## Exercise description:
On the Metamath theorem page, who revised theorem fvopabf4g, and on what date?

Metamath Proof Explorer

Theorem fvopabf4g

Description: Function value of an operator abstraction whose domain is a set of functions with given domain and range. (Contributed by Jeff Madsen, 1-Dec-2009) (Revised by Mario Carneiro, 12-Sep-2015)

## Provided data:
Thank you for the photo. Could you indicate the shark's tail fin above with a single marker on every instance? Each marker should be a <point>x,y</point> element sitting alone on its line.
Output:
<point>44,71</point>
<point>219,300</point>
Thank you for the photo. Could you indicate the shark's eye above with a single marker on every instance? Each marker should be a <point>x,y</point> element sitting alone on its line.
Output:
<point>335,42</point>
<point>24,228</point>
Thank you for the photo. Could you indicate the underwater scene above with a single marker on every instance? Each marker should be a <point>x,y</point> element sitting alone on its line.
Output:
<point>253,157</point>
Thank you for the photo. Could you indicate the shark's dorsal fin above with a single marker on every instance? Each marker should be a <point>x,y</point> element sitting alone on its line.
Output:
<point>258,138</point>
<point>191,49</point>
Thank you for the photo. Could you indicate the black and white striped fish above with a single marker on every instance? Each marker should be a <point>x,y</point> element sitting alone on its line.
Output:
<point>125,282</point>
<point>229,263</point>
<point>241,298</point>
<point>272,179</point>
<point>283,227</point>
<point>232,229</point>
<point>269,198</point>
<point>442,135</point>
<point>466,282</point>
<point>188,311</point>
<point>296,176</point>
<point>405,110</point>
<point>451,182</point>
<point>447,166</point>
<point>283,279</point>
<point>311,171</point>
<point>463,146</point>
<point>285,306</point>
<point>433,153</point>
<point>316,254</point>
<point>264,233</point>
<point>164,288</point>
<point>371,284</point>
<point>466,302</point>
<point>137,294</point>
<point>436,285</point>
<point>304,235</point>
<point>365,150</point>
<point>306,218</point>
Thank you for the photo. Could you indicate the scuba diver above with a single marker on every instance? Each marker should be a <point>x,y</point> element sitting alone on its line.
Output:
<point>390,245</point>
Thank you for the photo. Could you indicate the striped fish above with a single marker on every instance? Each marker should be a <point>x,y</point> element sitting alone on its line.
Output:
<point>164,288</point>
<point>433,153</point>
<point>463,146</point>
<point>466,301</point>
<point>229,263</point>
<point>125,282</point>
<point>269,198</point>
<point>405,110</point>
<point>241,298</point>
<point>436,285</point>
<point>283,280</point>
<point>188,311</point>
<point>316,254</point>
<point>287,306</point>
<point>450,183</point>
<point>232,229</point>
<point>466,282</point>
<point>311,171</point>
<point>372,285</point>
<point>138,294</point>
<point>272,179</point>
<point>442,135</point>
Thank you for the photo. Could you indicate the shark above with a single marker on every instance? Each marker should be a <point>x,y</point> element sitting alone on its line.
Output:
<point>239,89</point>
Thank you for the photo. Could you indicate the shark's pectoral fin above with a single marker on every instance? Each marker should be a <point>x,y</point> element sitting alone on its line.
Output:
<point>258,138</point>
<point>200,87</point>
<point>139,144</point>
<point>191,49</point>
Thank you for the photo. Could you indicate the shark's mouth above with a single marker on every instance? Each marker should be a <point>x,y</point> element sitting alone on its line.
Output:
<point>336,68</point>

## Result below:
Mario Carneiro, on 12-Sep-2015.